# Brief
Any picture in the entries is to be skipped, while everything else is transcribed word for word.

# Records for the task
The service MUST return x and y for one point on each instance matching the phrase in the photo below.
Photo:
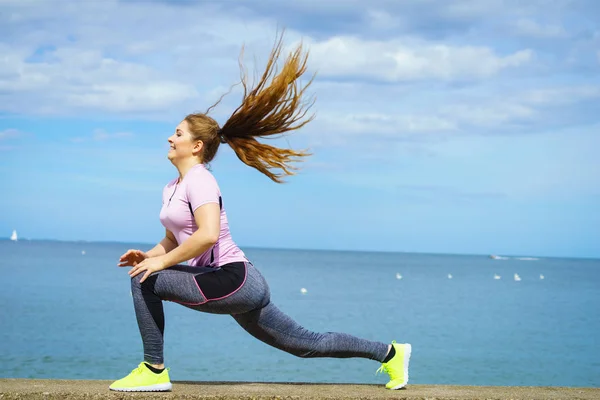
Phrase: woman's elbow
(212, 237)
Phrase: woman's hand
(148, 266)
(132, 258)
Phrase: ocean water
(68, 315)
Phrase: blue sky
(441, 126)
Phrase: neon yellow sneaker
(142, 379)
(397, 367)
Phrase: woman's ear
(198, 146)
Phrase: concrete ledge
(80, 389)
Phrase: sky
(463, 127)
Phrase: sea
(66, 312)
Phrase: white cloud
(529, 27)
(101, 135)
(405, 60)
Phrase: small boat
(517, 277)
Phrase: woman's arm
(167, 244)
(208, 220)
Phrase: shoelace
(385, 368)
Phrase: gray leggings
(249, 305)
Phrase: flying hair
(271, 108)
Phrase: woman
(218, 278)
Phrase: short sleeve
(201, 188)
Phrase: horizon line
(324, 250)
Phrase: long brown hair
(266, 110)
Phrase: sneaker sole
(407, 351)
(160, 387)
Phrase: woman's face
(182, 145)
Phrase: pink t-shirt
(197, 188)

# Result for this exercise
The service MUST return x and y for one point on each instance matching the phrase in the photo below.
Photo:
Phrase: woman's elbow
(212, 237)
Phrase: woman's hand
(148, 266)
(132, 258)
Phrase: ocean water
(68, 315)
Phrase: blue sky
(441, 126)
Phrase: neon yellow sneaker
(142, 379)
(397, 367)
Phrase: woman's ear
(198, 146)
Phrase: concrete ledge
(80, 389)
Phrase: sky
(463, 127)
Phrase: sea
(66, 312)
Phrase: white cloud
(529, 27)
(101, 135)
(405, 60)
Phrase: small boat
(517, 277)
Phrase: woman's arm
(167, 244)
(208, 220)
Phrase: shoelace
(385, 368)
Phrase: gray leggings
(249, 305)
Phrase: flying hair
(271, 108)
Phrase: woman
(218, 278)
Phrase: short sleeve
(201, 188)
Phrase: horizon line
(324, 250)
Phrase: long brown hair
(266, 110)
Phrase: sneaker sole
(407, 351)
(160, 387)
Phrase: woman's face
(182, 145)
Phrase: pink t-shirt
(197, 188)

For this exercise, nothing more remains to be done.